Entries from a dataset
——

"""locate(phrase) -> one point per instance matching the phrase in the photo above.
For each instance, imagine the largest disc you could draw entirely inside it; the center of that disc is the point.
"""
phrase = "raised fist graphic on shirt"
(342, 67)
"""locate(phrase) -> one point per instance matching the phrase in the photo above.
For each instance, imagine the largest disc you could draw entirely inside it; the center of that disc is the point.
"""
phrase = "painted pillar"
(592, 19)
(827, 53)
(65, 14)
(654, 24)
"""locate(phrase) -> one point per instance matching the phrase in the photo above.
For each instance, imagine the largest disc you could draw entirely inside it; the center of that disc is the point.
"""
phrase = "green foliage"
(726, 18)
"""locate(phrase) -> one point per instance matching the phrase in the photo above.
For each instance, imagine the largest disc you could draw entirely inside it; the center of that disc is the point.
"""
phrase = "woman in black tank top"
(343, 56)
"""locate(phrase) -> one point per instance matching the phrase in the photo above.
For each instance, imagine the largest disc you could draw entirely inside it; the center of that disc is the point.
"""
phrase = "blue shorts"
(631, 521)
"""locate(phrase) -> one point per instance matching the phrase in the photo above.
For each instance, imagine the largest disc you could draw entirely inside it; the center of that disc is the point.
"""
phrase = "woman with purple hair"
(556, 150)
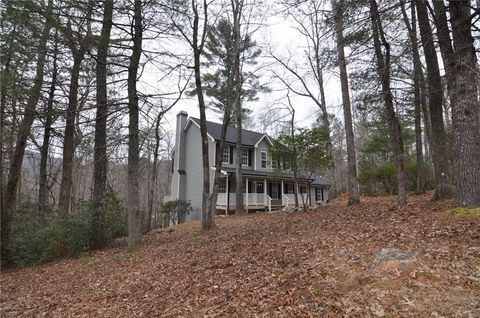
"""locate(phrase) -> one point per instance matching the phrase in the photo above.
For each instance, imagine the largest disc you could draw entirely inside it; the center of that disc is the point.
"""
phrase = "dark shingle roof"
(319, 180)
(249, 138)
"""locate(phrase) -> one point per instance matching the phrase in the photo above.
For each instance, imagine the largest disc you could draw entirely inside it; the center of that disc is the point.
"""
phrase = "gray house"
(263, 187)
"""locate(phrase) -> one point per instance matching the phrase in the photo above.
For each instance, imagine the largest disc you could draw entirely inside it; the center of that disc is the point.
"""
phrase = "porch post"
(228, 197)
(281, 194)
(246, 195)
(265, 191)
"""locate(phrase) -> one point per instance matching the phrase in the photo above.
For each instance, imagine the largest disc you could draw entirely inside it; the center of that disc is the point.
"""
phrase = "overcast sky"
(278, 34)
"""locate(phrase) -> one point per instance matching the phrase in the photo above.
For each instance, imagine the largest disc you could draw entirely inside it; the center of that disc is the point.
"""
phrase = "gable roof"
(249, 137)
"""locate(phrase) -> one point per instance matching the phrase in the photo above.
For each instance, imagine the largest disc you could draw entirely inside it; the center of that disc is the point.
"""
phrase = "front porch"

——

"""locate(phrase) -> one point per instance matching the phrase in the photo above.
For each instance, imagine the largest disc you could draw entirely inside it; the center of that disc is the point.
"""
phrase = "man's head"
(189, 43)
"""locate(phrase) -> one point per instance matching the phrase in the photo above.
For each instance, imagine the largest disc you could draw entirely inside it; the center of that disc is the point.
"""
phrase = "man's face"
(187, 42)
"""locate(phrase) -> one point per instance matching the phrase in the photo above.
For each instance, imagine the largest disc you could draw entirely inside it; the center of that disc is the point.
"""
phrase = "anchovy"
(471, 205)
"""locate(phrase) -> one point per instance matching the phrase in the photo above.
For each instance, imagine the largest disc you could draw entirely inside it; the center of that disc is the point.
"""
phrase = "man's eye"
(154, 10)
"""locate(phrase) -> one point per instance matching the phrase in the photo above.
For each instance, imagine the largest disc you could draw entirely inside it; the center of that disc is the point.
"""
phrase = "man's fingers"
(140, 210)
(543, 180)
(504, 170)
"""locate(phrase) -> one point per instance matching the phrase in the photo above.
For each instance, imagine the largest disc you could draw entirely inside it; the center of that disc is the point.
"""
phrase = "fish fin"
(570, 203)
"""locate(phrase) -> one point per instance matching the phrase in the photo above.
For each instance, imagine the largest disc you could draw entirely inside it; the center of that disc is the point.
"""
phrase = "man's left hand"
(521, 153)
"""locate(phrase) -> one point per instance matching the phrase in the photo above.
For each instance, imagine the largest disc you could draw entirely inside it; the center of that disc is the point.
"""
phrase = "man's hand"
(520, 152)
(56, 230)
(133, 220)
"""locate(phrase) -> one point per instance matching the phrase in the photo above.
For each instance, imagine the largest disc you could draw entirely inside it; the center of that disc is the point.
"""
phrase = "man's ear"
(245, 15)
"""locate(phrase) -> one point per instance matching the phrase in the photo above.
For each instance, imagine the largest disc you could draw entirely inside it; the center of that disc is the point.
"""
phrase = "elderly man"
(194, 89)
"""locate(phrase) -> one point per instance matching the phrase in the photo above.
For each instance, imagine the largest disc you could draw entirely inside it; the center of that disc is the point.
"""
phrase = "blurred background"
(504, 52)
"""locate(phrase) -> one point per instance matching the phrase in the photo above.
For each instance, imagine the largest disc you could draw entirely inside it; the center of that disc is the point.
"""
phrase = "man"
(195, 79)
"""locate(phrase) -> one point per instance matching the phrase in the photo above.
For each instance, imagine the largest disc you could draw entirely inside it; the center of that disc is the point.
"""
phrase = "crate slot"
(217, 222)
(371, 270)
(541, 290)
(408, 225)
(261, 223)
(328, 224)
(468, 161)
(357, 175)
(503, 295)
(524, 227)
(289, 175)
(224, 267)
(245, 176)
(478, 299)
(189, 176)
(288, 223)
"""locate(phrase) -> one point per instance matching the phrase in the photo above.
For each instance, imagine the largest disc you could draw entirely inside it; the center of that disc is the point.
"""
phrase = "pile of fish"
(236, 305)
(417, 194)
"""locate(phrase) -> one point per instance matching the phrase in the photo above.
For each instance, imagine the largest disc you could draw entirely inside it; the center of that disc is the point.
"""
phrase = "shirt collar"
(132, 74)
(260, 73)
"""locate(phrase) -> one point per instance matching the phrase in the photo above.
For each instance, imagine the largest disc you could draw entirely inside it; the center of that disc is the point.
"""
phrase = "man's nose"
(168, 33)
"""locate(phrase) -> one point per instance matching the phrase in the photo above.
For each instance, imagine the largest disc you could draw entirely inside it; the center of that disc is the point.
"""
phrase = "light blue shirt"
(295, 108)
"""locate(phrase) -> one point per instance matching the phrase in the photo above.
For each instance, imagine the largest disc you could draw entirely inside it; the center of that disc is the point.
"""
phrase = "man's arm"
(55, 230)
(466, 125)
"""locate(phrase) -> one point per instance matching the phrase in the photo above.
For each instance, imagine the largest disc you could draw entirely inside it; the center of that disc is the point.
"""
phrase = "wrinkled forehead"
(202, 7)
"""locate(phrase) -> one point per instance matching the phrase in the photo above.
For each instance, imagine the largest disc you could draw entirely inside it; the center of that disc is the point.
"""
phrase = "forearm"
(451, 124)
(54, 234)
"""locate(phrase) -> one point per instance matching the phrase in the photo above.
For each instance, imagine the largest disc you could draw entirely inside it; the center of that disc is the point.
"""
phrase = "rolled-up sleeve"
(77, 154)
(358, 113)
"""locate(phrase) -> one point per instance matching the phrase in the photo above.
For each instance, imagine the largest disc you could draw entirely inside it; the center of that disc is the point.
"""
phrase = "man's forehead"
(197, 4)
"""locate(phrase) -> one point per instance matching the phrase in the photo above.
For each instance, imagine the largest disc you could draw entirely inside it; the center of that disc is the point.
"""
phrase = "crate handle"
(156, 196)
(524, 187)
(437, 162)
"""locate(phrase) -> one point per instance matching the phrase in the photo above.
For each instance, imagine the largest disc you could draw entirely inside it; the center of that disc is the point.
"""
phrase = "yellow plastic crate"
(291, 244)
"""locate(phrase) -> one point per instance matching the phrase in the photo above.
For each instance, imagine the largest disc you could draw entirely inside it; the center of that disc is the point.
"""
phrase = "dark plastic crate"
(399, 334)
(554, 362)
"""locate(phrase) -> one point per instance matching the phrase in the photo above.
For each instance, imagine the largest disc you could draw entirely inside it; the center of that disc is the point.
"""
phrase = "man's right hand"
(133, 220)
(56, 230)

——

- [EXERCISE]: Pull out every line of the records above that contains the string "shirt", and copy each one.

- [TASK RESPONSE]:
phrase = "raised fist graphic on shirt"
phrase = "shirt collar"
phrase = "light blue shirt"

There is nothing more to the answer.